» Task goal
Swap "instance" for "occurrence" everywhere in the data below, and write out every line again with nothing else changed. Leave out the pictures.
** Start Data supplied **
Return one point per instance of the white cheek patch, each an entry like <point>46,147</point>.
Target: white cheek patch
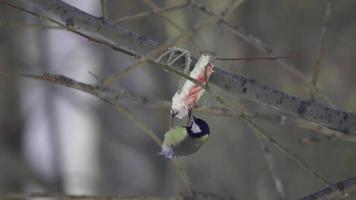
<point>195,128</point>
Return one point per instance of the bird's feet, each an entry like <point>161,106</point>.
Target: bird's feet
<point>167,153</point>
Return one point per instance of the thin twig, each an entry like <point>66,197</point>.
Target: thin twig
<point>24,25</point>
<point>105,95</point>
<point>104,8</point>
<point>232,83</point>
<point>335,191</point>
<point>258,44</point>
<point>186,196</point>
<point>321,43</point>
<point>147,13</point>
<point>257,58</point>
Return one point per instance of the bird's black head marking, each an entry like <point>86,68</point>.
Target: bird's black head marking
<point>202,125</point>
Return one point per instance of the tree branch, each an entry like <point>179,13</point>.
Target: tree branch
<point>235,84</point>
<point>335,191</point>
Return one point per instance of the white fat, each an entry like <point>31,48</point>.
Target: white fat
<point>195,128</point>
<point>179,107</point>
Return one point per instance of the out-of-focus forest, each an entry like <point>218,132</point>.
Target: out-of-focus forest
<point>59,140</point>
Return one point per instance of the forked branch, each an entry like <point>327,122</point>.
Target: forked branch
<point>120,37</point>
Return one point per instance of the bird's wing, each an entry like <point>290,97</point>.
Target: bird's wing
<point>175,136</point>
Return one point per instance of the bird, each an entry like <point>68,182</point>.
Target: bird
<point>185,140</point>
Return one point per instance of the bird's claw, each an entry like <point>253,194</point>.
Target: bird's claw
<point>167,154</point>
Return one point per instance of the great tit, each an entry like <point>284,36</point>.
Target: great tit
<point>185,140</point>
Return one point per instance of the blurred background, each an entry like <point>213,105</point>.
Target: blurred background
<point>61,140</point>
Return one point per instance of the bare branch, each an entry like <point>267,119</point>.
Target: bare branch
<point>335,191</point>
<point>190,196</point>
<point>232,83</point>
<point>321,43</point>
<point>154,11</point>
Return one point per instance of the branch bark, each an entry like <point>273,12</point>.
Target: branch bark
<point>336,191</point>
<point>235,84</point>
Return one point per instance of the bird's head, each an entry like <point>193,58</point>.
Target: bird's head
<point>198,128</point>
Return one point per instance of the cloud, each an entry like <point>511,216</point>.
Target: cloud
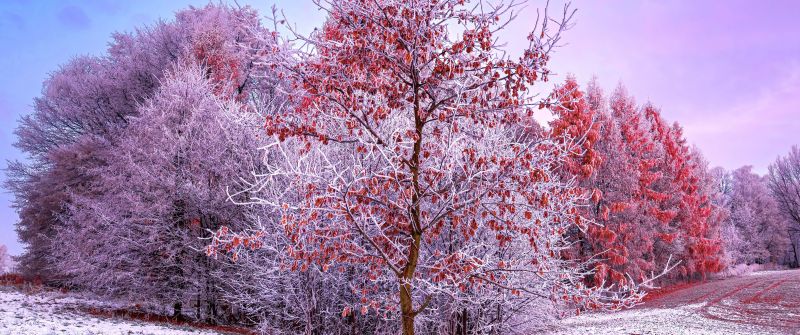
<point>74,17</point>
<point>9,19</point>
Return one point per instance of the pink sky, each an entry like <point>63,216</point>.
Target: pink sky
<point>728,71</point>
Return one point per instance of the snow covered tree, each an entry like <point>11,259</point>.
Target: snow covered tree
<point>407,161</point>
<point>784,181</point>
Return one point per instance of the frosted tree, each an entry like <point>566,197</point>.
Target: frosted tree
<point>784,181</point>
<point>408,161</point>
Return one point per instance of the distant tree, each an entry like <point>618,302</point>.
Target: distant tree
<point>784,181</point>
<point>6,263</point>
<point>755,216</point>
<point>407,162</point>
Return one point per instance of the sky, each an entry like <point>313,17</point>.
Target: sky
<point>728,71</point>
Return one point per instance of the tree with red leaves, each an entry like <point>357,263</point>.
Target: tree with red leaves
<point>408,159</point>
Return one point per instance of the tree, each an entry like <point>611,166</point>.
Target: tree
<point>755,215</point>
<point>406,160</point>
<point>6,263</point>
<point>784,181</point>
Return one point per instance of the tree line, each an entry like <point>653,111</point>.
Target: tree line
<point>384,174</point>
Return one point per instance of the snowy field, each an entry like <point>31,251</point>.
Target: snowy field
<point>54,313</point>
<point>761,303</point>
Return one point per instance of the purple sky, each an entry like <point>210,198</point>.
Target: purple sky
<point>729,71</point>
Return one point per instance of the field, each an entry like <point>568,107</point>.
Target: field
<point>49,313</point>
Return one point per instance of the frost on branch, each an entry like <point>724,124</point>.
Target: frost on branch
<point>409,159</point>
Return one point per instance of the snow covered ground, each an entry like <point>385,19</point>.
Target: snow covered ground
<point>762,303</point>
<point>765,303</point>
<point>54,313</point>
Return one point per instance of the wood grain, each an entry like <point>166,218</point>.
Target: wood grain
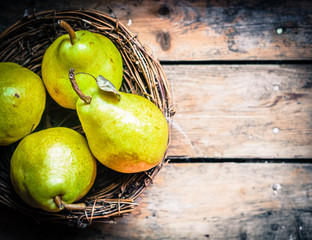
<point>241,111</point>
<point>222,201</point>
<point>204,201</point>
<point>201,30</point>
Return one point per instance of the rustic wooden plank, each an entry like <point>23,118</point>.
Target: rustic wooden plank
<point>241,111</point>
<point>201,30</point>
<point>204,201</point>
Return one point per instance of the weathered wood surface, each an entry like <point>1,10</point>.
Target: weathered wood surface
<point>241,111</point>
<point>202,30</point>
<point>205,201</point>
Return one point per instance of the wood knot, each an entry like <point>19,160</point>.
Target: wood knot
<point>164,40</point>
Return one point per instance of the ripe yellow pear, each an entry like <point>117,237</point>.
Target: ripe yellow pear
<point>52,168</point>
<point>22,101</point>
<point>125,132</point>
<point>86,52</point>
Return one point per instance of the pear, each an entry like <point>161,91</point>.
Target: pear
<point>86,52</point>
<point>52,168</point>
<point>22,100</point>
<point>125,132</point>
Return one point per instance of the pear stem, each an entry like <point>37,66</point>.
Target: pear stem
<point>69,29</point>
<point>85,98</point>
<point>71,206</point>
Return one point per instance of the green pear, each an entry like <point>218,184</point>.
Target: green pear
<point>22,101</point>
<point>125,132</point>
<point>52,168</point>
<point>86,52</point>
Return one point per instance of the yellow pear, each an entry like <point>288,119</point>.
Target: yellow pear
<point>86,52</point>
<point>125,132</point>
<point>52,168</point>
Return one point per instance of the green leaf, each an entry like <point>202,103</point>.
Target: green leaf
<point>105,85</point>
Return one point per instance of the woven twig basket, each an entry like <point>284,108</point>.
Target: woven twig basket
<point>25,42</point>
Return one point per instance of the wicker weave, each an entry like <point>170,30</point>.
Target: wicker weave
<point>25,42</point>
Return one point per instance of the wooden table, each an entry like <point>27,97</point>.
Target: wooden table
<point>241,77</point>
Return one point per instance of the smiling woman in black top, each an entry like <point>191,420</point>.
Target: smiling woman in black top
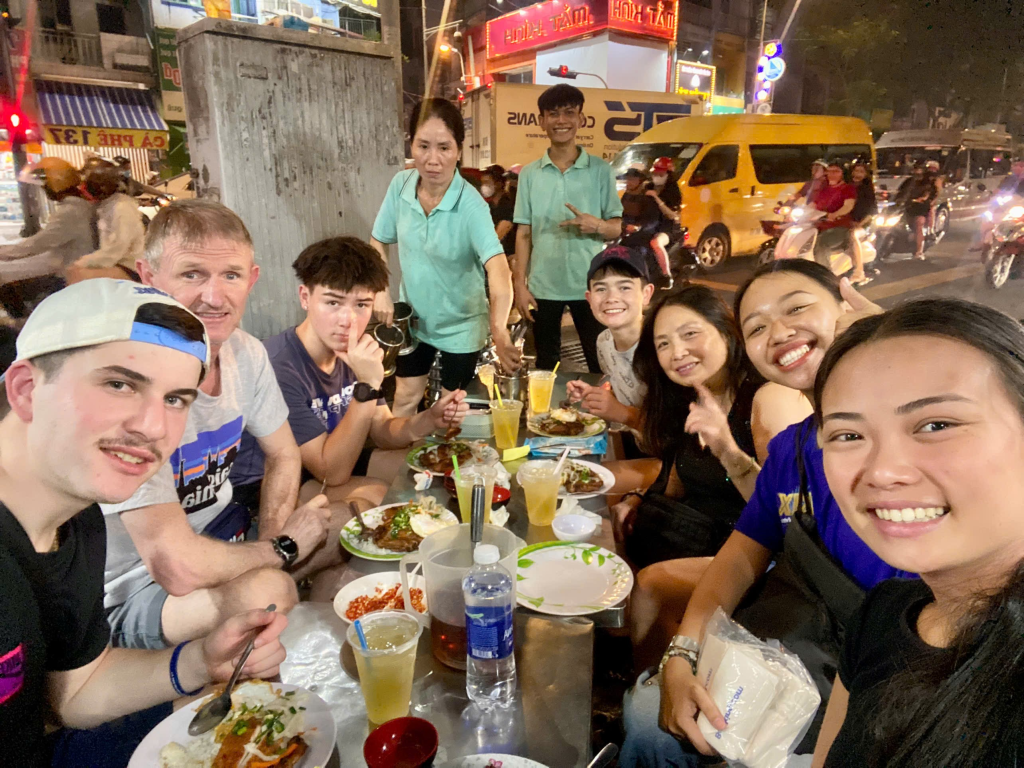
** End Data supplied **
» Solution to this task
Return one point per occurrence of the white cheek patch, each an entry like <point>46,147</point>.
Target: white cheek patch
<point>195,128</point>
Return one point per occurrence of the bird's feet, each an entry like <point>161,106</point>.
Target: bird's feet
<point>167,153</point>
Return one point per occurrence of the thin twig, each an entry like <point>66,197</point>.
Target: thin twig
<point>24,25</point>
<point>105,95</point>
<point>104,8</point>
<point>232,83</point>
<point>335,191</point>
<point>258,44</point>
<point>186,196</point>
<point>321,43</point>
<point>147,13</point>
<point>257,58</point>
Return one point per occurrence of the bird's black head marking, each an entry like <point>86,68</point>.
Target: bird's black head marking
<point>202,125</point>
Return one point per occurrence of the tree branch, each an entry like <point>179,13</point>.
Target: tree branch
<point>235,84</point>
<point>335,191</point>
Return one point per occurrence of the white fat, each an entry like <point>31,48</point>.
Target: white fat
<point>195,128</point>
<point>179,107</point>
Return one point per occurrence of the out-of-focus forest, each an entry like <point>218,132</point>.
Target: out-of-focus forest
<point>59,140</point>
Return one point per occurrence of the forked branch, each an entry like <point>327,122</point>.
Target: forked branch
<point>120,37</point>
Return one point per occurrence of the bird's wing, each an entry like <point>290,97</point>.
Target: bird's wing
<point>175,136</point>
Return one point per occurrence of the bird, each an entry like <point>68,182</point>.
Target: bird
<point>185,140</point>
Return one point per occurrence of the bird's claw, each an entry like <point>253,194</point>.
Target: bird's claw
<point>167,154</point>
Return one point per occurrence of the great tit, each an entry like <point>284,36</point>.
Target: great tit
<point>185,140</point>
Return one point per occurrence of the blurred background, each an entry like <point>213,105</point>.
Target: blurred background
<point>61,140</point>
Return one point per occurrence of the bare branch, each an entry like <point>267,119</point>.
Target: bare branch
<point>335,191</point>
<point>190,196</point>
<point>232,83</point>
<point>321,43</point>
<point>154,11</point>
Return one point per occurrence of the branch bark, each an entry like <point>273,12</point>.
Target: branch bark
<point>336,191</point>
<point>235,84</point>
Return one point per occurrence of the bird's head, each an entry like <point>193,58</point>.
Target: bird's head
<point>198,128</point>
Return one point per occurrence of the cloud, each an entry like <point>511,216</point>.
Target: cloud
<point>74,17</point>
<point>9,19</point>
Return one point per occurrence of the pink sky, each an entry like <point>63,216</point>.
Target: pink sky
<point>728,71</point>
Return one point per occurrence of the snow covered tree, each an entry like <point>11,259</point>.
Target: snow covered tree
<point>407,161</point>
<point>784,181</point>
Return one point per occurrence of the frosted tree, each an entry like <point>566,197</point>.
Target: frosted tree
<point>784,181</point>
<point>408,161</point>
Return one point per occurrence of the distant tree, each an entry like <point>618,302</point>.
Target: distant tree
<point>784,181</point>
<point>6,263</point>
<point>755,216</point>
<point>407,162</point>
Return one point per occurrence of the sky, each an entry like <point>313,17</point>.
Target: sky
<point>728,71</point>
Return one point per occurrence of the tree with red leaves, each an entry like <point>357,263</point>.
Target: tree with red leaves
<point>408,159</point>
Return one point per occurrence of the tree, each an entry like <point>611,166</point>.
Target: tree
<point>755,215</point>
<point>406,160</point>
<point>6,263</point>
<point>784,181</point>
Return one point per occurrence of the tree line, each an entry like <point>653,111</point>.
Target: tree line
<point>384,174</point>
Return one point per occurrence of the snowy field, each an entry like <point>31,251</point>.
Target: snowy field
<point>54,313</point>
<point>761,303</point>
Return one point per occurrence of the purple sky, each an entry like <point>210,198</point>.
Target: purple sky
<point>729,71</point>
Return one point per occurrence of the field, each an entry like <point>568,107</point>.
Target: field
<point>49,313</point>
Return one point per occurrence of the frost on branch, each an entry like <point>724,124</point>.
Target: frost on branch
<point>409,159</point>
Return one point per occurrence of the snow covered ground, each an entry like <point>385,19</point>.
Target: snow covered ground
<point>762,303</point>
<point>765,303</point>
<point>54,313</point>
Return one point per occurrence of the wood grain, each an entry like <point>166,218</point>.
Target: wood grain
<point>241,111</point>
<point>222,201</point>
<point>204,201</point>
<point>201,30</point>
Return one point per occurrence of the rustic wooden plank, each an entry like <point>23,118</point>.
Target: rustic wooden plank
<point>241,111</point>
<point>201,30</point>
<point>204,201</point>
Return one point per occurrence of the weathered wood surface, each an entry like <point>1,10</point>.
Target: weathered wood surface
<point>241,111</point>
<point>202,30</point>
<point>205,201</point>
Return one point per occurrence of the wood knot, each an entry like <point>19,160</point>.
Target: wood knot
<point>164,40</point>
Return one point per occurrence of the ripe yellow pear, each an entry like <point>117,237</point>.
Target: ripe yellow pear
<point>52,168</point>
<point>22,101</point>
<point>125,132</point>
<point>86,52</point>
Return one point per occurrence of the pear, each an entry like <point>161,91</point>.
Target: pear
<point>86,52</point>
<point>52,168</point>
<point>22,100</point>
<point>125,132</point>
Return one point per occurrence of the pear stem, each an entry like <point>37,66</point>.
Target: pear stem
<point>69,29</point>
<point>85,98</point>
<point>71,206</point>
Return one point per occurrence of the green pear, each an entry like <point>218,184</point>.
Target: green pear
<point>22,101</point>
<point>125,132</point>
<point>52,168</point>
<point>86,52</point>
Return one point per occurrence of the yellow pear, each an entry like <point>288,119</point>.
Target: yellow pear
<point>86,52</point>
<point>125,132</point>
<point>52,168</point>
Return one point per occurrence of the green leaf, each an entry like <point>202,103</point>.
Target: green leaf
<point>105,85</point>
Return one point per occurrence of the woven twig basket, each an entry like <point>284,108</point>.
Target: woven twig basket
<point>25,42</point>
Return one point per occurrence of the wicker weave, each an entry like <point>170,30</point>.
Target: wicker weave
<point>25,42</point>
Return one point per occurrence of the wooden table, each an entry like <point>27,97</point>.
Target: wooden table
<point>241,77</point>
Return one point per occurrence of the smiling woman in black top, each an entry like <point>191,420</point>.
Target: smiling woman in black top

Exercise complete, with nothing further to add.